Quote the passage about a summer in Pakistan from "Recently, I dreamt" up to and including "an abrupt end.", word for word.

• **SELECTED PASSAGE**
============

A Summer in Pakistan

Recently, I dreamt of Islamabad. It was a view of Faisal Masjid at night and as I looked at it, a shudder of recognition went through me as if it was a place I had forgotten but still knew on a chemical level. Since then, memories of Pakistan have been catching me in unexpected moments—at the sound of the athan from my phone, the smell of burning wood, or the taste of a guava. And I am carried back to the last time I was there, so long ago now, that every memory is a teaser clip with no beginning and an abrupt end.

~

It was after taraweeh. The city wouldn’t slumber completely on a Ramadan night, but it was settling down enough that the stars were starting to appear in the black sky. I was standing on the balcony on the roof of my grandparents’ home, looking out to the horizon. Where the sky met earth, the dark outline of Margalla Hills was visible at the footpath of the Himalayan Mountains, somehow a different black from the black of the sky. A patch of lights twinkled in a hollow of one of the hills—Monal Village— and then abruptly blinked out; routine load-shedding to reduce the strain on the power plants. Moments later, scant dots of lights twinkled back on in places where there were generators. The road winding down from it was lit sparsely and although I couldn’t see it, somewhere a few miles down, was Daman-e-Koh, the hilltop where the monkeys begged for snacks at the pakora stall.

Pools of darkness stretched down from there until suddenly, the triangle of Faisal Masjid rose out of the clouds, glowing white stone and light from the four minarets. All night the mosque would be filled with the recitation of Quran by representatives from every region of the country and televised, nationally.

And then, the rest of the city, under the cover of the night, sparkling showers of open shops draped in celebratory strings of light, and naked light bulbs over street stalls, the homes of the residents of this city, the streak of red and gold as cars and taxis went by.

============

• **RECORDS SHOWN**

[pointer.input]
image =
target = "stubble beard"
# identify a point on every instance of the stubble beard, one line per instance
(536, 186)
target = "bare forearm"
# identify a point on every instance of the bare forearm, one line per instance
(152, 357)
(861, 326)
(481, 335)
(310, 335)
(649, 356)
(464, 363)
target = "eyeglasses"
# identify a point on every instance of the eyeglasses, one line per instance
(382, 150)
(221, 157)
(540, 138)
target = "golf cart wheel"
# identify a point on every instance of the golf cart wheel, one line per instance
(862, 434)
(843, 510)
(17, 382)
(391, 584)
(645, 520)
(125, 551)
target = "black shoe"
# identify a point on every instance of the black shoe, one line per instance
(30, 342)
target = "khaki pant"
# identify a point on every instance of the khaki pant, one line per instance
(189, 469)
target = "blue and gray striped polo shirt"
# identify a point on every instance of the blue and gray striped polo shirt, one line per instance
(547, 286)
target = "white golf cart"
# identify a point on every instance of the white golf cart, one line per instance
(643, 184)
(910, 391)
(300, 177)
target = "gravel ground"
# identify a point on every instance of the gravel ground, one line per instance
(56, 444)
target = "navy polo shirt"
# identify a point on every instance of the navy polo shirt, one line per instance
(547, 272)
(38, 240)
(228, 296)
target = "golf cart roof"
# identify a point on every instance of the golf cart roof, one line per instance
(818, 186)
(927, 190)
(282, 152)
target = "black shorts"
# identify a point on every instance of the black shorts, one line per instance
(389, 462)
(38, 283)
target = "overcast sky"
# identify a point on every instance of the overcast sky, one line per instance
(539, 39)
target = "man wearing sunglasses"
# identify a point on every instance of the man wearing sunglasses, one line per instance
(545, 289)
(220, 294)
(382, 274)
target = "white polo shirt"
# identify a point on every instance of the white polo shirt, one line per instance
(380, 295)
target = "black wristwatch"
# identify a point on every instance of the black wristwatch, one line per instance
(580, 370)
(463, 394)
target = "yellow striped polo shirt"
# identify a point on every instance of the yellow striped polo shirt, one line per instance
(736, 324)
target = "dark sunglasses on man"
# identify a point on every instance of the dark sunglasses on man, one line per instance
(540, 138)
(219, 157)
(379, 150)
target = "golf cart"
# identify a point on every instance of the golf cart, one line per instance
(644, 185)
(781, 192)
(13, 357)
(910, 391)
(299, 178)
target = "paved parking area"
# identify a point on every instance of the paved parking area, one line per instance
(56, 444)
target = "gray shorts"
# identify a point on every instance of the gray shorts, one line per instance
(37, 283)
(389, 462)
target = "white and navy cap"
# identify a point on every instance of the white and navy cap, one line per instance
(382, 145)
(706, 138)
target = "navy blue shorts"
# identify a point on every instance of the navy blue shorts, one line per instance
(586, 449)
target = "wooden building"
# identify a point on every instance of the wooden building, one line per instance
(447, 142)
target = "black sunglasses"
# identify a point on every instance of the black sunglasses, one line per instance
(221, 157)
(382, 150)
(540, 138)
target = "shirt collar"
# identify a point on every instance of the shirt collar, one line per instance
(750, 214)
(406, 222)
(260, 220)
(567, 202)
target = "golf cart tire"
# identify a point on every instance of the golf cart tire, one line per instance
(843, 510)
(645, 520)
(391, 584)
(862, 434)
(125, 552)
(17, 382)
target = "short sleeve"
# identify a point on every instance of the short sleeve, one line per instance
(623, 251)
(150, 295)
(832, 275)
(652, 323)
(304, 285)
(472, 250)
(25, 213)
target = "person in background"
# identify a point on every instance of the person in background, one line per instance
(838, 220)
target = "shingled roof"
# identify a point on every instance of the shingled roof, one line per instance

============

• **SOLUTION FOR THIS PROBLEM**
Recently, I dreamt of Islamabad. It was a view of Faisal Masjid at night and as I looked at it, a shudder of recognition went through me as if it was a place I had forgotten but still knew on a chemical level. Since then, memories of Pakistan have been catching me in unexpected moments—at the sound of the athan from my phone, the smell of burning wood, or the taste of a guava. And I am carried back to the last time I was there, so long ago now, that every memory is a teaser clip with no beginning and an abrupt end.